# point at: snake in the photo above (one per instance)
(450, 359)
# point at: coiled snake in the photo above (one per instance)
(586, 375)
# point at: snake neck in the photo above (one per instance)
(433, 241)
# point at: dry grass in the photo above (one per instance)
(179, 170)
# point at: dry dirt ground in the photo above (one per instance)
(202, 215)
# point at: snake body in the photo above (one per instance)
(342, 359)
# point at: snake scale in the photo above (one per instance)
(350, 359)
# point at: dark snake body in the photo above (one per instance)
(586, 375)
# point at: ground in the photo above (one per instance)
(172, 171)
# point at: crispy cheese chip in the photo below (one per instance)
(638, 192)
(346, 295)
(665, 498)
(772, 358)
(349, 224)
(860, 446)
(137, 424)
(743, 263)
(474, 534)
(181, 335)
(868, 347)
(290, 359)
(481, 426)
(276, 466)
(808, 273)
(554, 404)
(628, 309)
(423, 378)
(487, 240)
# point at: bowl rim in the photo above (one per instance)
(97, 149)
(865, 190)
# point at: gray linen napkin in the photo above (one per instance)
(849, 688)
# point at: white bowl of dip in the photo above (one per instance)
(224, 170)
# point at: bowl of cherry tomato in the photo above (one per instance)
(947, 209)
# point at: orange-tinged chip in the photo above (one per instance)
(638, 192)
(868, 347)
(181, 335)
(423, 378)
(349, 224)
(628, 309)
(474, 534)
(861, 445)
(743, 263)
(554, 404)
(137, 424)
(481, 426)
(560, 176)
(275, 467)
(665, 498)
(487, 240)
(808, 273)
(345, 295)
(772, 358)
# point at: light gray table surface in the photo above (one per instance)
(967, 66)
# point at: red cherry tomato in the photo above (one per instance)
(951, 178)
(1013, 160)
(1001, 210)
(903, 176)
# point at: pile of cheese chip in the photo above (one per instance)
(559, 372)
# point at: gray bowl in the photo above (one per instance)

■ ■ ■ ■

Transcribe the material exactly, so that no line is lost or altered.

■ ANSWER BOX ■
# point at: snake in the photo above (one per instance)
(450, 359)
# point at: coiled snake in the photo above (one per instance)
(586, 375)
# point at: snake neck in the photo above (one per instance)
(433, 241)
# point at: dry grass in the photo above (one per instance)
(179, 170)
# point at: dry dirt ground in the photo above (one per instance)
(202, 215)
# point at: snake body in the photo above (one per instance)
(342, 359)
# point at: snake scale in the photo above (one per instance)
(350, 359)
# point at: dark snake body in the photo above (one per instance)
(586, 375)
# point at: ground in the photo above (one per instance)
(172, 171)
# point at: crispy cheese chip in the photo below (one per instance)
(638, 192)
(346, 295)
(665, 498)
(772, 358)
(349, 224)
(860, 446)
(137, 424)
(743, 263)
(474, 534)
(181, 335)
(868, 347)
(290, 359)
(481, 426)
(276, 466)
(808, 273)
(554, 404)
(628, 309)
(423, 378)
(487, 240)
# point at: bowl rim in the photo above (one per instance)
(97, 149)
(865, 190)
# point at: gray linen napkin in the photo above (one per instance)
(849, 688)
# point at: white bowl of dip in the photo above (one per instance)
(224, 170)
# point at: bowl of cherry tomato in the photo above (one per instance)
(947, 209)
# point at: orange-tinged chip in the photo above (one per instance)
(638, 192)
(868, 347)
(181, 335)
(423, 378)
(349, 224)
(628, 309)
(474, 534)
(861, 445)
(743, 263)
(554, 404)
(137, 424)
(481, 426)
(560, 176)
(275, 467)
(665, 498)
(487, 240)
(808, 273)
(345, 295)
(772, 358)
# point at: light gray table surface in the photo above (one per instance)
(967, 66)
# point at: red cherry tomato in the photo above (one per instance)
(951, 178)
(1013, 160)
(1001, 210)
(903, 176)
# point at: pile of cheese chip in the photo above (one per instance)
(559, 372)
# point at: gray bowl in the photo above (one per instance)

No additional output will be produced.